Set exercise 1 ▸ In the records, switch "agronomist" to "farm manager" in the part that opens with the line containing "above for cloud" and closes with the line containing "[1,1,228,57]", and give back only those lines.

Square roots of perfect squares

    Slide1

 

 

To find the square root of a perfect square number:

  •  We find the first figure by looking at the first figures and we find two possible last figures by looking at the last figure. 
  •  We find the first figure by looking at the first figures.
  •  we find two possible last figures by looking at the last figure.
  •  We then decide which is correct either by considering the digit sums or by considering the square of their mean.

    Consider for example: 

     1.)   Square root of 12544

            a. We divide the given number into two groups as  125 & 44.

            b. Now we will find the nearest square number to the first group (i.e 125) 

                     We have  11 & 12

                               11^2 = 121  & 12^2 = 144

                     Now, we need to choose between these two. 

                            Choose  the smallest value (i.e below 125) = 121 

                           The square root of 121 = 11. This forms the first part of our answer.

Material for this task ▸

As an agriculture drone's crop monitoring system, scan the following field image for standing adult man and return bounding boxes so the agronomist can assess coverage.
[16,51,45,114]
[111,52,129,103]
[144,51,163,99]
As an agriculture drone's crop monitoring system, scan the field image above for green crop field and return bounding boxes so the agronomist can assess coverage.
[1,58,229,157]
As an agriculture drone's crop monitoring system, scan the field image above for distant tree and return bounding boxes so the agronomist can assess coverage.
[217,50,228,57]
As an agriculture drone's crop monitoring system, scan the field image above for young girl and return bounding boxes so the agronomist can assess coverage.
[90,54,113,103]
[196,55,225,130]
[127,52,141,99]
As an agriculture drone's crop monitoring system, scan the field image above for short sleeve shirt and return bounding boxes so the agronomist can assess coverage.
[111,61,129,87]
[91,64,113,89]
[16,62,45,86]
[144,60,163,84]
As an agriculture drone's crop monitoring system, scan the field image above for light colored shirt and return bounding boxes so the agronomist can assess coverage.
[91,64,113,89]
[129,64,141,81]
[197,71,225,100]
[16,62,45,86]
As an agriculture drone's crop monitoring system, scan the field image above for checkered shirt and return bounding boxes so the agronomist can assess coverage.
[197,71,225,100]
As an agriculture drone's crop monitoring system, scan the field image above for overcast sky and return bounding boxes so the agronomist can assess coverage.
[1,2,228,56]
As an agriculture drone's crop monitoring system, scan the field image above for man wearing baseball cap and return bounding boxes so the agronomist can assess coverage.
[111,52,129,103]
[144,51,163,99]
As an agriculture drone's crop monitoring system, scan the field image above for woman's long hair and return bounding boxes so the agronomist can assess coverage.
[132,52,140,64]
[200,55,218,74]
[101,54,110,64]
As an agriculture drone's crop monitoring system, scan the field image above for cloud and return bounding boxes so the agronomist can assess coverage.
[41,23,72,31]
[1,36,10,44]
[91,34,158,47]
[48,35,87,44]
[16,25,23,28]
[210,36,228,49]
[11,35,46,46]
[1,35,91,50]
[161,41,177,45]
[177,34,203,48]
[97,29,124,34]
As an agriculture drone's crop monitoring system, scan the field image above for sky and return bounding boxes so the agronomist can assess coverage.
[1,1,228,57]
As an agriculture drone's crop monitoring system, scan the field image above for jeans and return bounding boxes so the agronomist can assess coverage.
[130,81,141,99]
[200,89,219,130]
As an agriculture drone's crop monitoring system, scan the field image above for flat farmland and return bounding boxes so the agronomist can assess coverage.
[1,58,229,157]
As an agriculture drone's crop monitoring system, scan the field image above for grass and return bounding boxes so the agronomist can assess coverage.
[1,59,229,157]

Set exercise 2 ▸ In the text on square roots of perfect squares, into which two groups is 12544 divided?

Expected answer 1 ▸
As an agriculture drone's crop monitoring system, scan the field image above for cloud and return bounding boxes so the farm manager can assess coverage.
[41,23,72,31]
[1,36,10,44]
[91,34,158,47]
[48,35,87,44]
[16,25,23,28]
[210,36,228,49]
[11,35,46,46]
[1,35,91,50]
[161,41,177,45]
[177,34,203,48]
[97,29,124,34]
As an agriculture drone's crop monitoring system, scan the field image above for sky and return bounding boxes so the farm manager can assess coverage.
[1,1,228,57]

Expected answer 2 ▸ 125 and 44.